• Aim of the task: In the entries that follow, find the line containing "positive clicks: (582, 251)"; from there, copy every line exactly through the line containing "negative clicks: (547, 186) (541, 223)".
*** Opening Recorded data ***
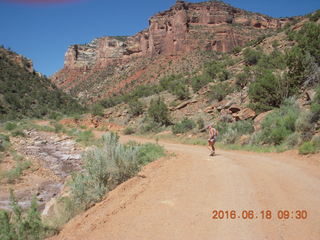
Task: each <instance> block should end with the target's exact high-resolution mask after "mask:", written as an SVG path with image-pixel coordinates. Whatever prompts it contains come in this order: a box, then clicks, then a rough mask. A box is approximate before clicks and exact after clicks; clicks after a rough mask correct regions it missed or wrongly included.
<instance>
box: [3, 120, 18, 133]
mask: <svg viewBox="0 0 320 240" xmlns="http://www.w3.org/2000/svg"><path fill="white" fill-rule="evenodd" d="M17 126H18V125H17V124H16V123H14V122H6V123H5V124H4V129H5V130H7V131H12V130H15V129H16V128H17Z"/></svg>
*** Closing Recorded data ***
*** Opening Recorded data ***
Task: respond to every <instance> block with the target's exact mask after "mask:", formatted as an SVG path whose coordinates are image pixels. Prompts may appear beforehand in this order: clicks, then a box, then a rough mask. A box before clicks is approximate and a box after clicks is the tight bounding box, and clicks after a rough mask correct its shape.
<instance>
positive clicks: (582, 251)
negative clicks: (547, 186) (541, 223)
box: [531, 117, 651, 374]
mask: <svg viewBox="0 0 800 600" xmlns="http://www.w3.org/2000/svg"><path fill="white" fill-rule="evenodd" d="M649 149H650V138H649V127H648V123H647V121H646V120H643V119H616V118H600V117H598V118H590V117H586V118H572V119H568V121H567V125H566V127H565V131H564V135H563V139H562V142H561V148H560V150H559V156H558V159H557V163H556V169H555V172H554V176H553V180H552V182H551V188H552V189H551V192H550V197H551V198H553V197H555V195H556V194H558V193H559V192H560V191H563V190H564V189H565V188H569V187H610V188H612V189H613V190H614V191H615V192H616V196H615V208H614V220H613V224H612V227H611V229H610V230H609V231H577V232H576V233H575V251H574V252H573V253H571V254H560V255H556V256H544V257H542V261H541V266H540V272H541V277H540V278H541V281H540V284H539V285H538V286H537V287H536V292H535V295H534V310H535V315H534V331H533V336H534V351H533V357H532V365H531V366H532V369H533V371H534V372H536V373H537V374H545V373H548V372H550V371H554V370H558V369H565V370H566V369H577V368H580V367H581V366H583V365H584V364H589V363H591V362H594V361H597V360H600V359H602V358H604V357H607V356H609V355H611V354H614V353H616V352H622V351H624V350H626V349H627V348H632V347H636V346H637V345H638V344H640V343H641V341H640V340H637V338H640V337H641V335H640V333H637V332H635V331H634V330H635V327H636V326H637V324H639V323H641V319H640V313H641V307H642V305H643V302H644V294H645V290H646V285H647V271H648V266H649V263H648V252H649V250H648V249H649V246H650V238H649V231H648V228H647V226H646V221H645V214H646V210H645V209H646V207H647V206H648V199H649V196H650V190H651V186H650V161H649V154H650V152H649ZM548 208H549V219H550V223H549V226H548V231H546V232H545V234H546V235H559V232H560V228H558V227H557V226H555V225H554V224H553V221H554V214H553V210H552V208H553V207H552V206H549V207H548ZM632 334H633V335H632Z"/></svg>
*** Closing Recorded data ***
• Problem solution:
positive clicks: (582, 251)
negative clicks: (547, 186) (541, 223)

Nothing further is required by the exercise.